§ Set exercise 1: According to the passage on Bayesianism, what does finding the truly best hypothesis by simple application of Bayes' theorem require?
§ Set exercise 2: Extend the passage on Bayesianism by writing what follows its final sentence, which notes that many people are working on Bayesian hyperparameter optimization.

----- Passage -----

I have written many many words about “Bayesianism” in this space over the years, but the closest thing to a comprehensive “my position on Bayes” post to date is this one from three years ago, which I wrote when I was much newer to this stuff.  People sometimes link that post or ask me about it, which almost never happens with my other Bayes posts.  So I figure I should write a more up-to-date “position post.”

I will try to make this at least kind of comprehensive, but I will omit many details and sometimes state conclusions without the corresponding arguments.  Feel free to ask me if you want to hear more about something.

I ended up including a whole lot of preparatory exposition here – the main critiques start in section 6, although there are various critical remarks earlier.

Keep reading

Finding the realio truilo bestio hypothesis by simple application of Bayes’ theorem requires infinite computing power: this is a true and important point. But you can also find the best hypothesis within the set of hypotheses you’ve actually thought of. The probability isn’t “right” - it neither matches the hypercomputing limit nor even tries to account for your own fallibility - but you can find the best hypothesis of those available (up to a magical prior).

I think this task, of finding the best hypothesis among some you’ve thought of, is a useful one for grounding the discussion and allowing comparison between different problem-solving methods. I think that solving this problem provides space for a Bayesianism that’s more substantive than just a collection of machinery, but is still part of a larger system for understanding human reasoning.

(Of course, choice of this goal [identify the best hypothesis] is itself not Bayesian - a more natural thing to do would be to frame this in terms of making empirical predictions based on the set of imagined hypotheses, in which case the Bayesian approach still gets some nice guarantees for the same reason that minimum message length prediction is expected to work [even if you don’t do anything uncomputable, you can still piggyback off of the nice properties of Solomonoff induction].)

One can still criticize the case of choosing between a list of hypotheses, given some data, as too abstract and not engaging enough with human limitations. But now I think this criticism is about equally deflationary for all the tools in all the toolboxes, and so it’s more emotionally appealing to reject it.

On the topic of regularization: Whenever you see the adjective “just” or “mere” in anything remotely philosophical, you can guess that that poor word is about to do some heavy lifting. So you can imagine what I anticipated upon reading that “Bayesianism is just regularization, dude.”

Funnily enough, I think the problem with the simple Bayesian interpretation of regularization (as you point out: who the heck has a prior that your model parameters are Gaussian-distributed with known variance?) is that they are insufficiently Bayesian. By this I mean that they tunnel-vision on a particular model, instead of trying to assign weights to a whole bunch of possible models and choosing between them based on what the data says, which involves applying Bayes’ rule way more, so it must be more Bayesian (:P). And of course, this isn’t an original idea: plenty of people are trying to do Bayesian hyperparameter optimization.

----- Dataset records -----

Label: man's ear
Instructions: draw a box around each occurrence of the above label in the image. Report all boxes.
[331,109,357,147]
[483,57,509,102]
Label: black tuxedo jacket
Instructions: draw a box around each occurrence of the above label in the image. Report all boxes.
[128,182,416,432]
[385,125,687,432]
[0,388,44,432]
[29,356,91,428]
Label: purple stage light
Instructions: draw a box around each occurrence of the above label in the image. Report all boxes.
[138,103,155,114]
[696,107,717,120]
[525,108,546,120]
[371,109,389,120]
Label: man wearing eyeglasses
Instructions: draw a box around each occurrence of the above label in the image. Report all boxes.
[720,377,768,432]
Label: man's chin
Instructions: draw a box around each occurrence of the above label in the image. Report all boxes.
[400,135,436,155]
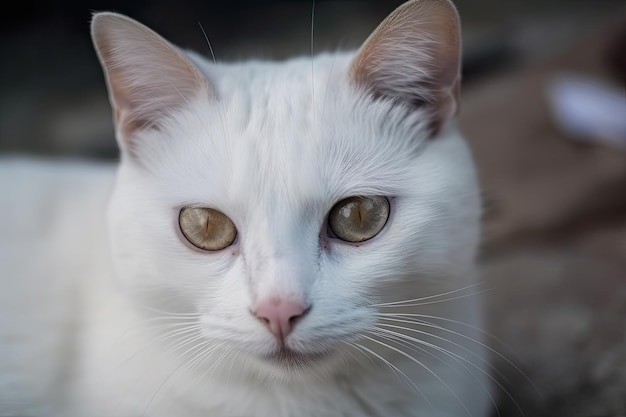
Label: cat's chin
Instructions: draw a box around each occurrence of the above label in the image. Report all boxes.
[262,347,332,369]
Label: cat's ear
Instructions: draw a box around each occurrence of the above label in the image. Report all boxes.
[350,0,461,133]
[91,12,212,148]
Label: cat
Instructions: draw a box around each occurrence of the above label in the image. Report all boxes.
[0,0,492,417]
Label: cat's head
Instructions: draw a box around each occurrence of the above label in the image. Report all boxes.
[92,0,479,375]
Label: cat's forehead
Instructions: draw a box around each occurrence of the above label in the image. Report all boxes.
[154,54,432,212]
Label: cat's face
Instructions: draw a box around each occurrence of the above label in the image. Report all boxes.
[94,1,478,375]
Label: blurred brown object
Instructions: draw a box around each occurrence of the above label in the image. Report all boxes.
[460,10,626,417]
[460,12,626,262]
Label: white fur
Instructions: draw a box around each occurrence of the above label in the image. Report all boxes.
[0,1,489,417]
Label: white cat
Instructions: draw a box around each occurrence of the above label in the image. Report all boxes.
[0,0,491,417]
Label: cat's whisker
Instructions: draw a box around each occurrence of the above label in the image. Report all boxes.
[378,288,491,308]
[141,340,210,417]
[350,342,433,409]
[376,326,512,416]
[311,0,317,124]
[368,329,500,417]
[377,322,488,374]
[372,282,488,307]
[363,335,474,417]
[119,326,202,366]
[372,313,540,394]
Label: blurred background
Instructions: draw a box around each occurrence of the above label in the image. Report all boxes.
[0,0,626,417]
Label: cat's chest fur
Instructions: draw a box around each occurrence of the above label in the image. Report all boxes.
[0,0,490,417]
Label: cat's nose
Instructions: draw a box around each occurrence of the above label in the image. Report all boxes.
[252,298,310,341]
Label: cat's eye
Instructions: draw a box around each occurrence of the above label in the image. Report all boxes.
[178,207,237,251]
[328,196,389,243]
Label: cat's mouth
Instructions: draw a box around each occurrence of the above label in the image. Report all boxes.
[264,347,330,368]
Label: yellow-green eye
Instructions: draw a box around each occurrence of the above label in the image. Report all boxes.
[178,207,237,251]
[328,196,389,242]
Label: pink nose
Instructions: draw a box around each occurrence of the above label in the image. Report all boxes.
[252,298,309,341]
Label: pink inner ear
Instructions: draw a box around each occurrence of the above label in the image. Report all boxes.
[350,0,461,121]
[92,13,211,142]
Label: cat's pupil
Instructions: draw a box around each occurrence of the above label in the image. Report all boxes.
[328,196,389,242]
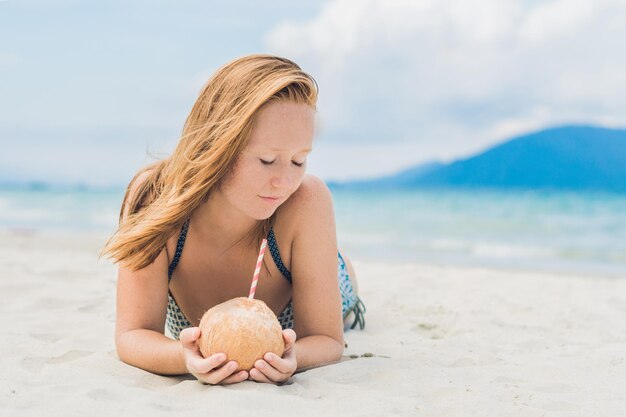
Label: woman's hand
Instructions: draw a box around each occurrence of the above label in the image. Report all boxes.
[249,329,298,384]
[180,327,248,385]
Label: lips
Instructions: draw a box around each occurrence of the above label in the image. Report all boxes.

-----

§ Final result 1: Infinite computing power.

§ Final result 2:
Interesting stuff.

When you talk about finding the best hypothesis (i.e. getting the order of the probabilities right, if not the numerical value), why do you think Bayes gives the right answer?  You say “up to a magical prior,” but if we ignore the prior, we just have the likelihood, and we’re talking about “best hypothesis = maximum likelihood hypothesis.”  This isn’t exactly a bad idea but it’s neither uniquely Bayesian nor a good encapsulation of what we mean by “best” here.

One reason it isn’t a good encapsulation is that maximum likelihood may work better with some regularization, which a good prior would do.  But then, people seem to have a lot of trouble coming up with and using coherent priors, plus this gives us enough freedom that we can often change the result (which is best) by changing the prior … I’m just not seeing why Bayes does the job we want here in some assured, or uniquely good, way.

a more natural thing to do would be to frame this in terms of making empirical predictions based on the set of imagined hypotheses, in which case the Bayesian approach still gets some nice guarantees for the same reason that minimum message length prediction is expected to work [even if you don’t do anything uncomputable, you can still piggyback off of the nice properties of Solomonoff induction]

I agree about the first part (mean vs. mode, right?), but I don’t think I’m familiar with the guarantees you refer to here – link?

About “just”: that was meant as semi-joking payback for all of the gotchas about how other methods are “just” Bayes in disguise.  Regularization is just Bayes, huh?  Well, guess what: Bayes is just regularization!!!

(via 4point2kelvin)

bayes: a kinda-sorta masterpost

derplefurf:

nostalgebraist:

I have written many many words about “Bayesianism” in this space over the years, but the closest thing to a comprehensive “my position on Bayes” post to date is this one from three years ago, which I wrote when I was much newer to this stuff.  People sometimes link that post or ask me about it, which almost never happens with my other Bayes posts.  So I figure I should write a more up-to-date “position post.”

I will try to make this at least kind of comprehensive, but I will omit many details and sometimes state conclusions without the corresponding arguments.  Feel free to ask me if you want to hear more about something.

I ended up including a whole lot of preparatory exposition here – the main critiques start in section 6, although there are various critical remarks earlier.

Keep reading

Worth noting that your Section 8 (considering more hypotheses as you go along, not enumerating an infinite hypothesis space at the start or using infite computational power) highlights a problem that Eliezer and company have acknowledged for years, worked hard on, and last year actually found a novel answer to. (The best way to understand the paper, currently, is probably this 90-minute lecture.)

https://www.youtube.com/watch?v=UOddW4cXS5Y

Computable approximate Bayesian reasoners, e.g. logical inductors (which provably converge to perfect Bayesian reasoning in the limit, and have a bunch of nice properties as they go along), are indeed weirder to ponder than Solomonoff Induction. The objection about priors has an interesting answer here (with some edge cases), but I really can’t explain it out of context. And of course, this a computable algorithm but not an effectively computable one.

But I’d like to note that while non-Bayesians were pointing out the issue as a “see, this is why Bayesian reasoning can’t do anything without infinite computation, might as well scrap that endeavor”, Eliezer and company were actually working on that issue.

I’m aware of that paper.  Here are my thoughts on it.

Re: your last paragraph – people tend to work on approaches they find relatively promising, so it shouldn’t be surprising that Bayesians worked on fixing problems with Bayes while non-Bayesians worked on improving other approaches.

(via profound-yet-trivial)

eclairsandsins:

nostalgebraist:

I’ve been thinking a bit about the how to get a “uniform rather than pointwise” version of the logical induction stuff.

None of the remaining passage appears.